**WRITTEN EXERCISE:**
Filter the data below and copy out each line that contains the string "arabic". Treat uppercase and lowercase letters as different when matching.

**Data records:**
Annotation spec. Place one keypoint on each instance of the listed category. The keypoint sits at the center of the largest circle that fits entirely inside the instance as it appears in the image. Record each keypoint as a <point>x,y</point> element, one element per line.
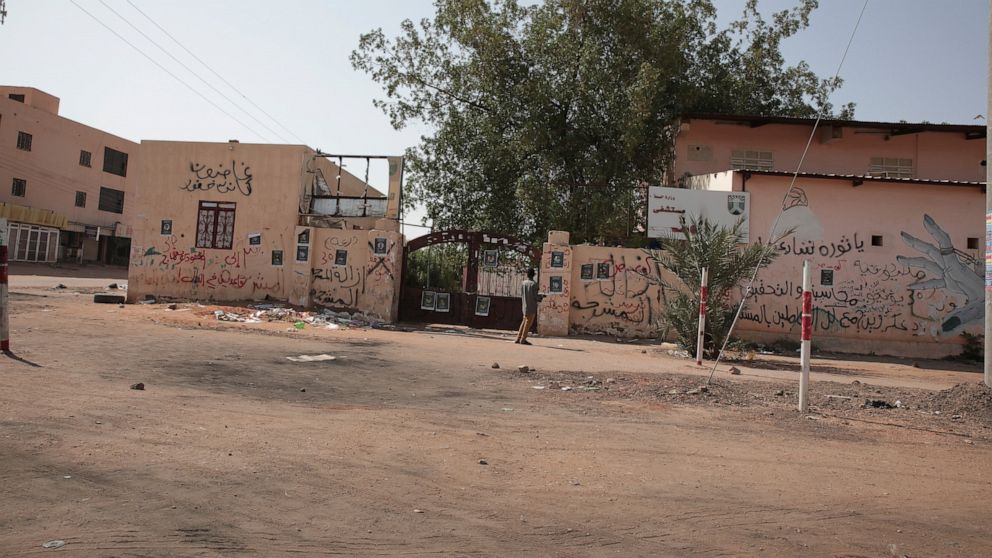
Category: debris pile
<point>325,318</point>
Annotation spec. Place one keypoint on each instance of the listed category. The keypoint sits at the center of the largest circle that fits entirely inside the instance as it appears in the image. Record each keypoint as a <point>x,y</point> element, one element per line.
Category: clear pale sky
<point>911,60</point>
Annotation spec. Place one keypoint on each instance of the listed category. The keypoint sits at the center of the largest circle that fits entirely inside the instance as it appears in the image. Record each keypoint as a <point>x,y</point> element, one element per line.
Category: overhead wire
<point>190,70</point>
<point>214,72</point>
<point>788,192</point>
<point>166,70</point>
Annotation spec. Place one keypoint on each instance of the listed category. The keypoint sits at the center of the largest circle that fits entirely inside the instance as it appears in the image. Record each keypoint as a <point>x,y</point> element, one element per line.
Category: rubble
<point>328,319</point>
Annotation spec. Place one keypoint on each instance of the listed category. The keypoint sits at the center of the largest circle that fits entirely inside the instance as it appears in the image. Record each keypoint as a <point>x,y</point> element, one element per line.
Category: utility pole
<point>988,213</point>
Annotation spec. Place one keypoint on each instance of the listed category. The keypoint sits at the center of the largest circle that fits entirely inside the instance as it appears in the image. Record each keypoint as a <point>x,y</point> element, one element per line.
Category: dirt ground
<point>410,443</point>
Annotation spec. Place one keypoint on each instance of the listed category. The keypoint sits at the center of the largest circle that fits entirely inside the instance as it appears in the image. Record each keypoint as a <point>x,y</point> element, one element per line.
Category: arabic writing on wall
<point>221,179</point>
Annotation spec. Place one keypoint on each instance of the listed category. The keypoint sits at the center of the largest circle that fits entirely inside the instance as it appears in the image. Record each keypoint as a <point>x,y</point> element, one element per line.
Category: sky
<point>911,60</point>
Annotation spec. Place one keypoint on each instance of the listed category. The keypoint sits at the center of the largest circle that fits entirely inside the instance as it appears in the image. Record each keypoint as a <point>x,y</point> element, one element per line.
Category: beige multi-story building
<point>66,188</point>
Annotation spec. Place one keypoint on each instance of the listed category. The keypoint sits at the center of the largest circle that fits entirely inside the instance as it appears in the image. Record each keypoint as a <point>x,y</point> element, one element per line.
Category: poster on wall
<point>482,306</point>
<point>603,270</point>
<point>427,300</point>
<point>490,258</point>
<point>442,303</point>
<point>670,210</point>
<point>379,247</point>
<point>586,272</point>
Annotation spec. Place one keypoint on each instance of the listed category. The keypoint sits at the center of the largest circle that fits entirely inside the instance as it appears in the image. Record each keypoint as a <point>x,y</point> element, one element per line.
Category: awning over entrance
<point>32,215</point>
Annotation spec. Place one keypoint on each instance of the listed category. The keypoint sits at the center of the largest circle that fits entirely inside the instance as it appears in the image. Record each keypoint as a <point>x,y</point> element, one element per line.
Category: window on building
<point>215,225</point>
<point>750,160</point>
<point>19,188</point>
<point>114,162</point>
<point>111,200</point>
<point>891,167</point>
<point>24,141</point>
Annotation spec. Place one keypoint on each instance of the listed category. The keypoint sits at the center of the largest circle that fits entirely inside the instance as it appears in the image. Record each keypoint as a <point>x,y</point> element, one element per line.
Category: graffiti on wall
<point>350,283</point>
<point>933,295</point>
<point>221,179</point>
<point>170,268</point>
<point>628,300</point>
<point>949,272</point>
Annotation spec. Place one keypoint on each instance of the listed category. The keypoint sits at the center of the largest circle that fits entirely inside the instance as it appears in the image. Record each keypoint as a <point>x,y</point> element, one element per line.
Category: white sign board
<point>671,209</point>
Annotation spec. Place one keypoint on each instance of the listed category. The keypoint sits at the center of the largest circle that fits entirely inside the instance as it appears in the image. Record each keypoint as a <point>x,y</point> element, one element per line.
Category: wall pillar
<point>384,270</point>
<point>555,285</point>
<point>301,269</point>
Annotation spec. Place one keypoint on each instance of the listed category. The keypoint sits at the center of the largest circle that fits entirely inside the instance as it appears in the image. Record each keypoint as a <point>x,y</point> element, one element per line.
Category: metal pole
<point>988,215</point>
<point>4,300</point>
<point>703,293</point>
<point>807,333</point>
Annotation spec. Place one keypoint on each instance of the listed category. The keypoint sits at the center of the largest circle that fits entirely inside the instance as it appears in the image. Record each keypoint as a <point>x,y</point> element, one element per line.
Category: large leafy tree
<point>556,115</point>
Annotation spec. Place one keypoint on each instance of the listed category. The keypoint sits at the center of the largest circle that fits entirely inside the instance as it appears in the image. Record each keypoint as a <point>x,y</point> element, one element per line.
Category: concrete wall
<point>623,297</point>
<point>362,280</point>
<point>52,168</point>
<point>913,295</point>
<point>936,155</point>
<point>267,183</point>
<point>267,191</point>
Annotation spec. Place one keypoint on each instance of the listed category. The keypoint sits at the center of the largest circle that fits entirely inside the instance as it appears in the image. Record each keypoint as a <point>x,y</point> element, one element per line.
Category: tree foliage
<point>556,115</point>
<point>730,264</point>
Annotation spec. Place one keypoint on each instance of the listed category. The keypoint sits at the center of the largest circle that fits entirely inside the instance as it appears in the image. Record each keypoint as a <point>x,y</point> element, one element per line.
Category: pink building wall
<point>944,155</point>
<point>905,260</point>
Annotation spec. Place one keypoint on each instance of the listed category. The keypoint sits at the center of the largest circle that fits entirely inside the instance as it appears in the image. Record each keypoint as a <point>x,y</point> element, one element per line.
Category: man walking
<point>528,295</point>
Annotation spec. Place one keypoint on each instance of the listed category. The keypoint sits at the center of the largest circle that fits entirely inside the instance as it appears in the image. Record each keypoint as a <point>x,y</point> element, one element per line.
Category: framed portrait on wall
<point>603,270</point>
<point>482,306</point>
<point>302,253</point>
<point>586,273</point>
<point>427,300</point>
<point>490,258</point>
<point>380,247</point>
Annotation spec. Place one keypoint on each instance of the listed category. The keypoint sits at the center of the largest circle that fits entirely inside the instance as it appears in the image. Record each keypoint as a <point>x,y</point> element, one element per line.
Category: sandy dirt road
<point>411,444</point>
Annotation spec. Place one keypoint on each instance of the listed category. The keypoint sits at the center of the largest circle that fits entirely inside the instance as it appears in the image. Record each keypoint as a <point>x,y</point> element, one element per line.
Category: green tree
<point>557,115</point>
<point>730,263</point>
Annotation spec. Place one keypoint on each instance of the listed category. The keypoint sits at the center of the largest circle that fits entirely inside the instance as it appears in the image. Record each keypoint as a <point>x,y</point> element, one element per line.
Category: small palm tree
<point>730,265</point>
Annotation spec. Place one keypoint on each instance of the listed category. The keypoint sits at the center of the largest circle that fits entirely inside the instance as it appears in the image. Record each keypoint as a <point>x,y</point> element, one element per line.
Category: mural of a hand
<point>945,270</point>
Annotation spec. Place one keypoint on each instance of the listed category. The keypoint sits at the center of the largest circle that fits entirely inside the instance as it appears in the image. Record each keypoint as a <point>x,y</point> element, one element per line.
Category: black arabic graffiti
<point>221,179</point>
<point>824,249</point>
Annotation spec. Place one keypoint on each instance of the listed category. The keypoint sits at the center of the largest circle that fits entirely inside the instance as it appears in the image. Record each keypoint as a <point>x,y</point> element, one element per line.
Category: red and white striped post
<point>807,339</point>
<point>4,301</point>
<point>703,293</point>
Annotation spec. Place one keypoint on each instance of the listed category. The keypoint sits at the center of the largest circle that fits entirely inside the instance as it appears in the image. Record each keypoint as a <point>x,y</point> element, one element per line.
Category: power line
<point>166,70</point>
<point>190,70</point>
<point>207,66</point>
<point>792,184</point>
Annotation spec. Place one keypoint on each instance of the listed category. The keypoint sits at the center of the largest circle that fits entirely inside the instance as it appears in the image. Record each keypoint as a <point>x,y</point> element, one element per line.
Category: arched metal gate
<point>489,294</point>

**SOLUTION TO THE PROBLEM:**
Category: arabic writing on wall
Category: black arabic graffiti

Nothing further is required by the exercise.